▸ **SHORT TASK**: Reproduce verbatim the lines of the entries below from the line containing "Where can you see the wire" through the line containing "Where can you see the savanna", both lines included.

(Point labeling examples)
Start

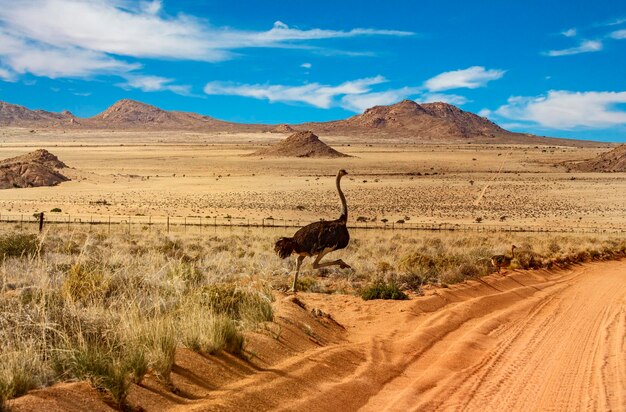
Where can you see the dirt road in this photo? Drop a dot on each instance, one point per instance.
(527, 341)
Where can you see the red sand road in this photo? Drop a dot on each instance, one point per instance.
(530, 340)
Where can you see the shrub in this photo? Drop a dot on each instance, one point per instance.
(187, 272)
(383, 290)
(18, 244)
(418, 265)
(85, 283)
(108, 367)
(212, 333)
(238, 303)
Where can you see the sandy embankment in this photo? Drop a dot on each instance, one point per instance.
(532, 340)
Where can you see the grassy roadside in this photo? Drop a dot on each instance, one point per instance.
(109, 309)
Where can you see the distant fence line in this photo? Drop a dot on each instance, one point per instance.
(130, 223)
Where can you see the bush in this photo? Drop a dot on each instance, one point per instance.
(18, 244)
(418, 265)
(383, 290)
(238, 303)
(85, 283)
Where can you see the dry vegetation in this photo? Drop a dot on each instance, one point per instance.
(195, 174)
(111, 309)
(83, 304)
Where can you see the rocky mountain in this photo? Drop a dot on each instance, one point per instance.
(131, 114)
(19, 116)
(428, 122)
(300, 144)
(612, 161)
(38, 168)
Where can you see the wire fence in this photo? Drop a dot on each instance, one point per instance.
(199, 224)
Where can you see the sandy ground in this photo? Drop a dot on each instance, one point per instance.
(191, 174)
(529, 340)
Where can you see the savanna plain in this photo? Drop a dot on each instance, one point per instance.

End
Start

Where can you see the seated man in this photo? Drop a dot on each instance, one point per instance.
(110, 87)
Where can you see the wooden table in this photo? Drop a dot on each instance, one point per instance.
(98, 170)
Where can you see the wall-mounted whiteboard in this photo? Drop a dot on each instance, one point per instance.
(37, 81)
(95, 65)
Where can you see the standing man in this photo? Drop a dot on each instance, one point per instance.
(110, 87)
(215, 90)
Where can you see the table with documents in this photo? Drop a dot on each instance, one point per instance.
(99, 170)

End

▸ **COMPLETE RESPONSE**:
Where can you see the wire fence in this photo? Drop a dot on each instance, one point per instance.
(199, 224)
Where can you see the sandy ground in this photo? Drop a dot on each instance, one point per instance.
(191, 174)
(529, 340)
Where can you see the savanna plain in this photo? Drop a dot on each instance, one point per instance.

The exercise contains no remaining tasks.